What the task asks: Print the entries below exactly as they appear, from the first line up to and including the line with "Task: Where can the woman's silhouette". Do not print any pictures.

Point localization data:
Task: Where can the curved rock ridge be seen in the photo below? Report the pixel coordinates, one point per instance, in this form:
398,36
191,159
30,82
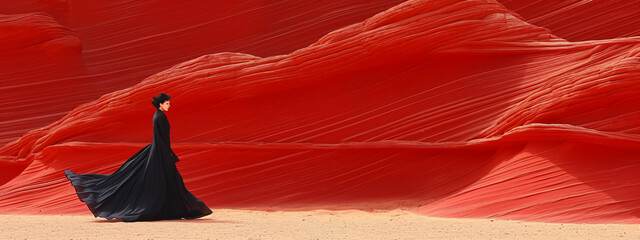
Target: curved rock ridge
450,108
125,42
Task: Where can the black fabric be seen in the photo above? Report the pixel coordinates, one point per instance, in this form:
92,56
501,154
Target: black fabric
146,187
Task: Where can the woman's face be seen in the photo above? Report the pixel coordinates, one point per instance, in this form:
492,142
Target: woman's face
165,105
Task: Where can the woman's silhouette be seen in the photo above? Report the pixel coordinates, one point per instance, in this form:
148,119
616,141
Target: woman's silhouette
147,186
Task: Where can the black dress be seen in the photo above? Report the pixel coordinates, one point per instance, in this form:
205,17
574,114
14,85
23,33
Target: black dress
146,187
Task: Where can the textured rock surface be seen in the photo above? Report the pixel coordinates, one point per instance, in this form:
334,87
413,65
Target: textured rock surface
450,108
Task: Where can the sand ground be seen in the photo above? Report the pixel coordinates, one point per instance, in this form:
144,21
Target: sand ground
317,224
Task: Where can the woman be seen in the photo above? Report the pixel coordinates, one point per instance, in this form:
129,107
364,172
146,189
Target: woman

Answer section:
Task: Where can the curved rock ridge be seen in the photo below? Report the pixel coordinates, one point per instance, in this form:
398,36
191,159
30,82
Target: curved rock ridge
450,108
125,42
Task: Where can the black fabric be seen in the photo above? Report the pixel coordinates, one point per instance, in this form:
92,56
501,154
Target: black fabric
146,187
Task: Where can the woman's face be seen in the photo above? Report the pixel coordinates, one point per instance, in this form:
492,142
Target: woman's face
165,105
Task: Where can the woman's silhouette be seen in the photo above? Report the pixel coordinates, one point per instance, in this form:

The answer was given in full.